* begin Data entries *
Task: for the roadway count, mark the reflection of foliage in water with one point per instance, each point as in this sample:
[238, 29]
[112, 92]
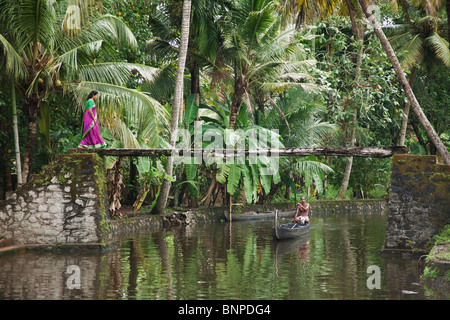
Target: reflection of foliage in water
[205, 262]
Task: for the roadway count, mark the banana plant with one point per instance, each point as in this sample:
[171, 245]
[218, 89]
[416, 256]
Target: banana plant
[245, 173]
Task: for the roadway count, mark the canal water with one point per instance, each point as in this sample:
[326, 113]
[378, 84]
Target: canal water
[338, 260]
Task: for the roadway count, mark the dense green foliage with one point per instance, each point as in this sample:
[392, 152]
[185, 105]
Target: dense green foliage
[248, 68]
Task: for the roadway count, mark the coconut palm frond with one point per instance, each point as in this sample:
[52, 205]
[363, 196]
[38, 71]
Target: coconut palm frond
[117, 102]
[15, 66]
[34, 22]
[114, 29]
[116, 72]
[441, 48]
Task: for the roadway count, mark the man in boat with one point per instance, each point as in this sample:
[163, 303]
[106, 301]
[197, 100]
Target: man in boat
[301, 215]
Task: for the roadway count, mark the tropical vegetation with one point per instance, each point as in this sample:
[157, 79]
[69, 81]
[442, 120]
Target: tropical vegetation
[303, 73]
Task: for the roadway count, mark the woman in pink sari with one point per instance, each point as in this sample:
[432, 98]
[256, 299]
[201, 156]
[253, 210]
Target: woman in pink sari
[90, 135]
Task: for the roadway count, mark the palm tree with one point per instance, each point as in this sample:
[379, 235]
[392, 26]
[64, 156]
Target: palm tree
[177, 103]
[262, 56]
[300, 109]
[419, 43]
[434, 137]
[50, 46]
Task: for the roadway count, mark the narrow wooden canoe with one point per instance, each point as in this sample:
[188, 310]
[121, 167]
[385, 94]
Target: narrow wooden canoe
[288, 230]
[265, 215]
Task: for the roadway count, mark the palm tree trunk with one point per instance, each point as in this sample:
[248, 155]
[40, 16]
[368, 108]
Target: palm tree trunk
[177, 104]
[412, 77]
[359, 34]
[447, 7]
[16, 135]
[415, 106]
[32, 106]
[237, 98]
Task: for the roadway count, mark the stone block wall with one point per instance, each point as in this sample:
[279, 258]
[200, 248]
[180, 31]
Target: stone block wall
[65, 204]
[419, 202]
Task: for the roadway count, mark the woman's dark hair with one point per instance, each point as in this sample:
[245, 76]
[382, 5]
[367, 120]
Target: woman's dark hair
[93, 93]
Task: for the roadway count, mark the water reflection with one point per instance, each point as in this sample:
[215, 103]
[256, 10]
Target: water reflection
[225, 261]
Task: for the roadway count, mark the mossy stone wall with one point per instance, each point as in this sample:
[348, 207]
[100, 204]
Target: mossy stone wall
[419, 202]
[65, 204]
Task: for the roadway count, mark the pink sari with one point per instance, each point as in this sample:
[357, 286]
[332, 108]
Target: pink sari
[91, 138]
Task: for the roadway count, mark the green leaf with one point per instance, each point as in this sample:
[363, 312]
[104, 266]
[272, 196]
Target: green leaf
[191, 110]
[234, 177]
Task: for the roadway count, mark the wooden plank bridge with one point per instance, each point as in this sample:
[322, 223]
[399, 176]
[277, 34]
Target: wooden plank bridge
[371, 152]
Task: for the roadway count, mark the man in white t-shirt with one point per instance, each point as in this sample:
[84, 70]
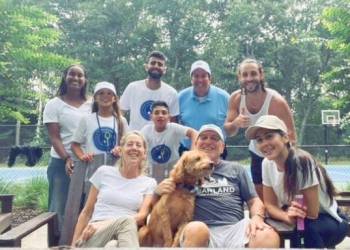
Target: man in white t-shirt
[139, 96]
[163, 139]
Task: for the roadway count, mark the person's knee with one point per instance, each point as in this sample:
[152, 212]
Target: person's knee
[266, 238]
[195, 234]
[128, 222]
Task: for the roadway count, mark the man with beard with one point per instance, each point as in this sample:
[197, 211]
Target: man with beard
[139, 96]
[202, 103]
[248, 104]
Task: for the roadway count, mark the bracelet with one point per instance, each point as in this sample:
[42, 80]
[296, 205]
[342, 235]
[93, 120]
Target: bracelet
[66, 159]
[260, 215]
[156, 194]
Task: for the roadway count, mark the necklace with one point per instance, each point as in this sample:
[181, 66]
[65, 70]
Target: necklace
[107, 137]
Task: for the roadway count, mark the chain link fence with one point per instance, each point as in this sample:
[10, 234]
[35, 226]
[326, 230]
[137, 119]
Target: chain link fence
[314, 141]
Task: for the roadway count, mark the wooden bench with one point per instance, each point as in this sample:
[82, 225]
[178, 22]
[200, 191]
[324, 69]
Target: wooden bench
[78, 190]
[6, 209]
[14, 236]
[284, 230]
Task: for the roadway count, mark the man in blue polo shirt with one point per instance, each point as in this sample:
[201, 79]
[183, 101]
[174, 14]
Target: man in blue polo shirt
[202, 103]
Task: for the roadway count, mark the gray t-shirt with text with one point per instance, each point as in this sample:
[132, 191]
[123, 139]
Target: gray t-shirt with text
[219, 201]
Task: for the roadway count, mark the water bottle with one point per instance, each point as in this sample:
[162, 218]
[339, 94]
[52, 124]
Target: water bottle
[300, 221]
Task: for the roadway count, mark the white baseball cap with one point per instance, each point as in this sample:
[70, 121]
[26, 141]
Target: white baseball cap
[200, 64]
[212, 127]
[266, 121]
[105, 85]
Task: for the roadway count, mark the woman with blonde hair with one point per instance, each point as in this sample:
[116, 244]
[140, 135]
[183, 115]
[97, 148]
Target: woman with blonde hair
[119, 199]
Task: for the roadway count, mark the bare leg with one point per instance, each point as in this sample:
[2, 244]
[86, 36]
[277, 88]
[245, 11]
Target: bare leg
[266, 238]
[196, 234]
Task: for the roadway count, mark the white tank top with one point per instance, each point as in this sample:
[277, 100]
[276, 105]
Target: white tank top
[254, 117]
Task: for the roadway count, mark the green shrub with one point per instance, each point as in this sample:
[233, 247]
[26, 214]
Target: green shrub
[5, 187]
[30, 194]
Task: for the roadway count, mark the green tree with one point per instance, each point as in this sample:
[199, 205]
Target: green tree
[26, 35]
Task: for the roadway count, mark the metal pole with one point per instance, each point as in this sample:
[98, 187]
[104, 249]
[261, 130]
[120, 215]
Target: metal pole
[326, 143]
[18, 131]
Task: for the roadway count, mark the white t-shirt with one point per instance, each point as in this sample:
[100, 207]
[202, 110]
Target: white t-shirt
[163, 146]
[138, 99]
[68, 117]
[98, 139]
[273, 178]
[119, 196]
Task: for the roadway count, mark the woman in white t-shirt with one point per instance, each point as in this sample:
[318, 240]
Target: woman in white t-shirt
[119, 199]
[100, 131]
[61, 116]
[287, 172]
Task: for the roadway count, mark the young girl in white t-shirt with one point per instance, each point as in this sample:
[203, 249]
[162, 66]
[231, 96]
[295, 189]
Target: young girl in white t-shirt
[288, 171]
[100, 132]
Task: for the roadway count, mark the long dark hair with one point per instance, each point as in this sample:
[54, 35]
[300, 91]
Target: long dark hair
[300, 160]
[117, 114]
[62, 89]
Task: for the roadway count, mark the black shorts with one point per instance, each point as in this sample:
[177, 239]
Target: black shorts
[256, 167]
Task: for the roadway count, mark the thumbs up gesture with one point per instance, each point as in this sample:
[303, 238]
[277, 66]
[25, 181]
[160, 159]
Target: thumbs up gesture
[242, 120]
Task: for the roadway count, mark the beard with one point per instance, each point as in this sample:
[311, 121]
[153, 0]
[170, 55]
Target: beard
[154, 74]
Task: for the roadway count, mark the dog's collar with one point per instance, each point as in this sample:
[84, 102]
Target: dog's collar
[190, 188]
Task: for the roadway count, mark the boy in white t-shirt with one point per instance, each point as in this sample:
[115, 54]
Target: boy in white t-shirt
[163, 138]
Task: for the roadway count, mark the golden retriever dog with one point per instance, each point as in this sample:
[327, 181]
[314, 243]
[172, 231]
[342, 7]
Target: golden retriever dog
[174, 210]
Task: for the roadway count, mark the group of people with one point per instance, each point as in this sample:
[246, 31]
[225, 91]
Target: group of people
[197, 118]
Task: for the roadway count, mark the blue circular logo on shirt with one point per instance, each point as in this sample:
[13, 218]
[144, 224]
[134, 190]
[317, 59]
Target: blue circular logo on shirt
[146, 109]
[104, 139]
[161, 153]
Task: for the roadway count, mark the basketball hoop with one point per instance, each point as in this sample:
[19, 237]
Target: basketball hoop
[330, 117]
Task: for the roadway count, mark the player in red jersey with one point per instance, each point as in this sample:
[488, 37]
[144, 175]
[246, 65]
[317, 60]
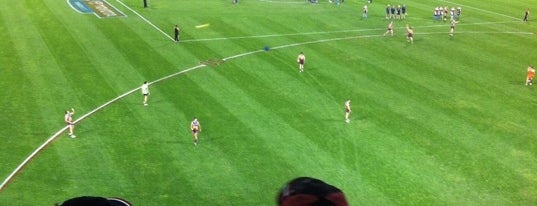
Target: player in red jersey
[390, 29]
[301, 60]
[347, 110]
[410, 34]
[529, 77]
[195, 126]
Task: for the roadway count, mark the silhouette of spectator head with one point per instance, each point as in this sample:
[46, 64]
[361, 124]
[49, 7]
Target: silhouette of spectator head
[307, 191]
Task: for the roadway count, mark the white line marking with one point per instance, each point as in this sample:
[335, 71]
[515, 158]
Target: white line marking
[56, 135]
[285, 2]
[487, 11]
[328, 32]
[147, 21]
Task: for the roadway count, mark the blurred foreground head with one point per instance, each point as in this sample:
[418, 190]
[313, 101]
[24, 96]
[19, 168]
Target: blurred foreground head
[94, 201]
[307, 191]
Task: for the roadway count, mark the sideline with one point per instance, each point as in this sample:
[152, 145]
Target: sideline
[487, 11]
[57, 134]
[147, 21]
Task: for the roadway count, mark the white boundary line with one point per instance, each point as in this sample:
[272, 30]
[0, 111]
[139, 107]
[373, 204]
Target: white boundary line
* end Data entries *
* Exercise *
Repeat nothing but the lines from the one containing "Task: for the roadway count, mark the blue" through the end of the entries, exactly, and skip the pictures.

* Exercise output *
Task: for the roadway count, mark the blue circular logo on shirt with one point per instance, each point as in this sample:
[13, 218]
[144, 224]
[134, 190]
[317, 59]
Target: blue circular logo on shirt
[146, 109]
[104, 139]
[161, 153]
Task: for the roadway count, mark the basketball hoop with one point per instance, each point as in this sample:
[19, 237]
Target: basketball hoop
[330, 117]
Task: for the roadway count, mark the player in red jersey with one point per instance, each point as in this sample:
[488, 37]
[144, 175]
[246, 65]
[317, 60]
Target: player in red jersey
[390, 29]
[301, 60]
[347, 110]
[410, 34]
[529, 77]
[195, 126]
Task: for the roadway count, mark the silhouette of spectator head with one point per instance, each point as in this sample:
[46, 64]
[361, 124]
[49, 7]
Target: silhouette of spectator head
[307, 191]
Task: for the roadway count, mark the white line marking with one point per instance, each point as in this sample:
[335, 71]
[515, 158]
Target: white line marking
[56, 135]
[285, 2]
[487, 11]
[328, 32]
[147, 21]
Task: for the roadway count, mark the blurred foreground head with one point per instance, each point as in this sample:
[418, 190]
[313, 101]
[24, 96]
[19, 168]
Target: blurred foreground head
[94, 201]
[307, 191]
Task: for the roadway count, mark the sideline with one point per instance, each point as in this sample:
[152, 145]
Target: sideline
[487, 11]
[57, 134]
[147, 21]
Task: for the roadway count, mark the white boundary line with one point per instance, each point as in this sample:
[272, 30]
[0, 111]
[139, 107]
[373, 204]
Target: white boundary line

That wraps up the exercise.